Input:

#####

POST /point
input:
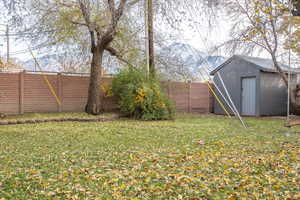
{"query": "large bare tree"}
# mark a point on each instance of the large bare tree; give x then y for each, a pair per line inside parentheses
(68, 22)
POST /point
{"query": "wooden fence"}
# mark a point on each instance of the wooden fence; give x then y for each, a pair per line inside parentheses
(25, 92)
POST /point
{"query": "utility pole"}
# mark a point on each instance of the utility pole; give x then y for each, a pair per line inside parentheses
(7, 44)
(146, 35)
(150, 37)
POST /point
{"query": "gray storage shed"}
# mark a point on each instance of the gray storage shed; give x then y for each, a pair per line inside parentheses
(254, 86)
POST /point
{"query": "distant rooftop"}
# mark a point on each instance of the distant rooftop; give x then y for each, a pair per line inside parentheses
(263, 64)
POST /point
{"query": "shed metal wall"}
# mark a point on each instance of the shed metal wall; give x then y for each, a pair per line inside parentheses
(273, 99)
(232, 75)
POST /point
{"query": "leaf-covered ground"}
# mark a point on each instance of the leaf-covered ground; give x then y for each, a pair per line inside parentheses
(192, 157)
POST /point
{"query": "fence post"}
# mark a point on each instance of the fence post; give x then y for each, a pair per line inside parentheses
(209, 107)
(169, 88)
(21, 92)
(59, 93)
(190, 96)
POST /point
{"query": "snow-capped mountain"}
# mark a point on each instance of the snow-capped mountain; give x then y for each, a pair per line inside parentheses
(47, 63)
(184, 62)
(178, 61)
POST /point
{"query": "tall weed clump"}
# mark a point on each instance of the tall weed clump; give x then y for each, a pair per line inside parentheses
(140, 96)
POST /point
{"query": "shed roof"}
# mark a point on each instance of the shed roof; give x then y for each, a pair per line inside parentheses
(262, 64)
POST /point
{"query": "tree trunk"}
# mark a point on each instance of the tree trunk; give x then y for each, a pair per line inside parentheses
(94, 99)
(295, 107)
(151, 38)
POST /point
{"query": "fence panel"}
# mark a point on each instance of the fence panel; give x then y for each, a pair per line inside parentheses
(28, 92)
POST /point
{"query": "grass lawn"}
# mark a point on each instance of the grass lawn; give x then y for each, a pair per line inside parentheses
(192, 157)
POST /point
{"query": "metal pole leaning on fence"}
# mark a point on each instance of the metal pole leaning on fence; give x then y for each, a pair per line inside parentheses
(217, 98)
(222, 95)
(228, 95)
(45, 78)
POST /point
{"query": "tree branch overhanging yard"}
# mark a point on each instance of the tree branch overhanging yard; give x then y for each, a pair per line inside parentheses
(191, 157)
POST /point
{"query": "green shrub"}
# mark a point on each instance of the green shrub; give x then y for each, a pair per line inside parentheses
(141, 97)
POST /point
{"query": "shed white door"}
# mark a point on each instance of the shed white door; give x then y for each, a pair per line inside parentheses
(248, 96)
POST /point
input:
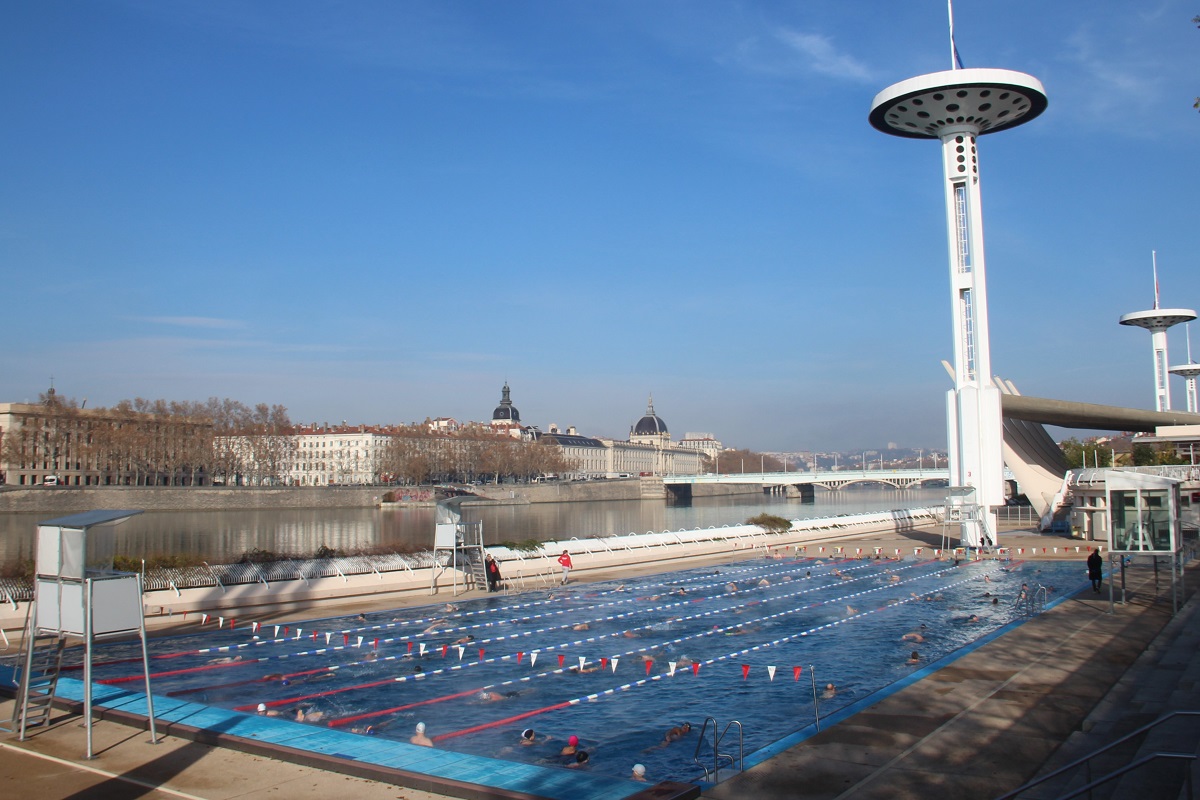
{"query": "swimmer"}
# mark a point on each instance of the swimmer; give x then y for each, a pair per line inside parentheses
(226, 660)
(677, 733)
(419, 738)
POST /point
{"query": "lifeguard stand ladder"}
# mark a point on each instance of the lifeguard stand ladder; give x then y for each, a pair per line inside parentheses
(76, 593)
(462, 541)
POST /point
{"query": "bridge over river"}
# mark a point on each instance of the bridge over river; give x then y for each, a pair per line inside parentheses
(801, 483)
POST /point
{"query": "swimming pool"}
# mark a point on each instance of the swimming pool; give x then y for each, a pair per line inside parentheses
(615, 663)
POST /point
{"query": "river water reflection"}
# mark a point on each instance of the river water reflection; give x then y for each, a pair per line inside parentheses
(221, 536)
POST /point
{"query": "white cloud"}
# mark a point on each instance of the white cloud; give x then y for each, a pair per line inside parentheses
(821, 56)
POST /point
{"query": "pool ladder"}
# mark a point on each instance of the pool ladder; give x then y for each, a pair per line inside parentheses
(719, 758)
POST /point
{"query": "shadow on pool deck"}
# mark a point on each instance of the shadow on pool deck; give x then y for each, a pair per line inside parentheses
(978, 727)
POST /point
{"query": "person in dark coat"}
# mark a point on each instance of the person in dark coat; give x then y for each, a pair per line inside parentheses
(493, 573)
(1096, 569)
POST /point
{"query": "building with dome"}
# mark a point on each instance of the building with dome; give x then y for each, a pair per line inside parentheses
(505, 417)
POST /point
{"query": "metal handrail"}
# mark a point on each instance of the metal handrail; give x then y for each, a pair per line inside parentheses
(1129, 768)
(1086, 759)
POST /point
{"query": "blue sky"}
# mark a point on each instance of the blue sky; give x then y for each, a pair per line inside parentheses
(382, 211)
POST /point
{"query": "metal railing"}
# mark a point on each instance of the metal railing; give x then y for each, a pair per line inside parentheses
(1086, 761)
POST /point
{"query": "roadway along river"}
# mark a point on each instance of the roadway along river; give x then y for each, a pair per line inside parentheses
(221, 536)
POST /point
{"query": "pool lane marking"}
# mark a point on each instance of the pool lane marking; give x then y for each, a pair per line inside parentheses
(651, 679)
(562, 669)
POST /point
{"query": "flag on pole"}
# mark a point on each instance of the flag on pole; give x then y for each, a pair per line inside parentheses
(957, 60)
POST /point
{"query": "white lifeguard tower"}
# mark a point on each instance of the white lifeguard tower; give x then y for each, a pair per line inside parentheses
(77, 593)
(957, 107)
(460, 543)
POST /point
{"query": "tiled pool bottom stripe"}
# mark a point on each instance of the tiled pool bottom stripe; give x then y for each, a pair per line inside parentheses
(516, 780)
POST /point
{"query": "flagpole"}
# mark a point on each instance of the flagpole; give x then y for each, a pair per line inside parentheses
(954, 53)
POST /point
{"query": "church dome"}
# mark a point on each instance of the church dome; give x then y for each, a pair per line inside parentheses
(505, 411)
(651, 425)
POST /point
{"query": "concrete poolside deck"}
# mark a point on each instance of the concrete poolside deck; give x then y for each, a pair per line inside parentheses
(978, 727)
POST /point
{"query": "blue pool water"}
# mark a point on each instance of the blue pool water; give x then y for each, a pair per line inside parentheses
(747, 642)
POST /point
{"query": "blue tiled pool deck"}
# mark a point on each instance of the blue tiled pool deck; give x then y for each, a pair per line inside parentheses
(370, 756)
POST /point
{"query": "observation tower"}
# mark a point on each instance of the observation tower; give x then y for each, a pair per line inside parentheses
(1157, 320)
(1189, 371)
(955, 108)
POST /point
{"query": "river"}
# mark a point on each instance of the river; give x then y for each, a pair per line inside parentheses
(222, 536)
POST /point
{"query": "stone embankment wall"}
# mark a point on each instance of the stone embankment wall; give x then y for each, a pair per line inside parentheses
(64, 500)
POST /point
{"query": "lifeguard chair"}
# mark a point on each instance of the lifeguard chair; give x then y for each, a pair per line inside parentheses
(77, 593)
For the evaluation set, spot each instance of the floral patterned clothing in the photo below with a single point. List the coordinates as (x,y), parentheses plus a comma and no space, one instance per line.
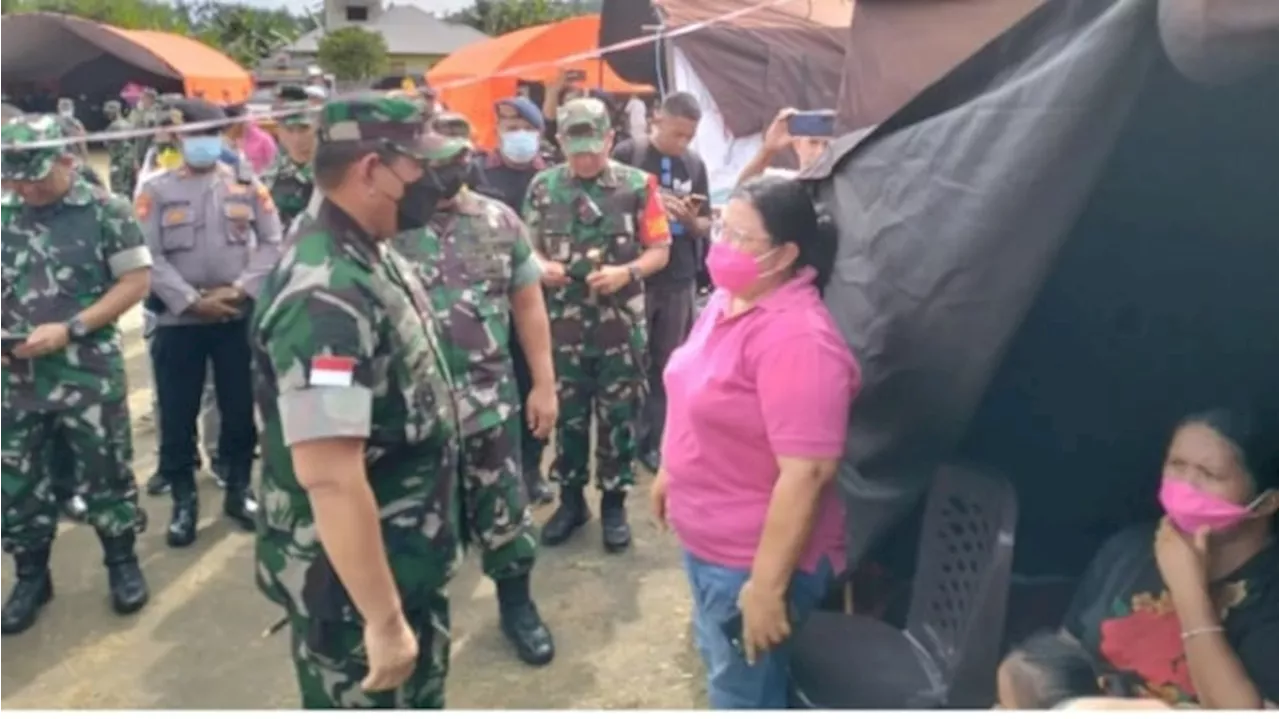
(1124,616)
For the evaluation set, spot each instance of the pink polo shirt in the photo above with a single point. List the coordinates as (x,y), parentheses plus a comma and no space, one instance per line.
(773,381)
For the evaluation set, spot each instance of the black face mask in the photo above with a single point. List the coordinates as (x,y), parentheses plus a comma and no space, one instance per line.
(417,205)
(451,178)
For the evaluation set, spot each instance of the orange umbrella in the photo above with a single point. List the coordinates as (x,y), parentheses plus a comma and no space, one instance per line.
(529,46)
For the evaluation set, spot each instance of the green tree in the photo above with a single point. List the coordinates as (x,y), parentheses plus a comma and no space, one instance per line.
(352,54)
(499,17)
(128,14)
(246,35)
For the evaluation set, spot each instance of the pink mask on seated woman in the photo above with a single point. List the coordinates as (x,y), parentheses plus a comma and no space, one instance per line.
(1191,508)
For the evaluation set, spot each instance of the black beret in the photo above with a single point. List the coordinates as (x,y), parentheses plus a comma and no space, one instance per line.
(195,110)
(291,94)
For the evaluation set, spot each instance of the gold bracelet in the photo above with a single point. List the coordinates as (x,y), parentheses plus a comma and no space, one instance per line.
(1198,631)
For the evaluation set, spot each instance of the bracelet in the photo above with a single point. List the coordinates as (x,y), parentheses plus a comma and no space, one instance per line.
(1198,631)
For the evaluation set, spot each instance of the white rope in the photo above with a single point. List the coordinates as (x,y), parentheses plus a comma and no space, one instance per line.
(117,136)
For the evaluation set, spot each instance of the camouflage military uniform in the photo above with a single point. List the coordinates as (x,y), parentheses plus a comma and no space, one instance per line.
(123,158)
(341,296)
(467,260)
(599,342)
(291,183)
(56,261)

#####

Exercise: All lines from the one with "For the evaluation set, spot each instance of the pink mask" through the final line above are to be quoted exactly; quote no other line.

Exercise output:
For the evaluation set, spot each instance of the pink mask on seated woman in the photo above with a single point. List the coordinates as (x,y), parentheses plus a comma and no space, one instance per line.
(1191,508)
For the evaluation set, spot each instance of the black beret in the photo above with a single point. List the coordinates as (x,y), parentheses plus a comma and no space, one instance per line.
(195,110)
(291,94)
For the evaluation set, spot each instance of the gold bracelet in the photo above with a single point. List the coordinates as (x,y), parentheses plus a comma and no space, one instance per line.
(1198,631)
For the evaluation set, spot each instance of the bracelet in the photo above with a single point. List the coordinates as (x,y), parentheses plus a comma and no space, one instance per line.
(1198,631)
For the evaluation set, spot each instance of the white rope in the photo above with a single point. List the coordinates as (x,y), parentheses plus a comma and no space, one instance per line.
(117,136)
For the evaluation set, spot each instance of the camouflage military uniform in the photo above with a single point. List the coordinates as (x,y), parentheses plus a comma and no space, one instance per line.
(123,158)
(341,296)
(467,260)
(599,342)
(291,183)
(56,261)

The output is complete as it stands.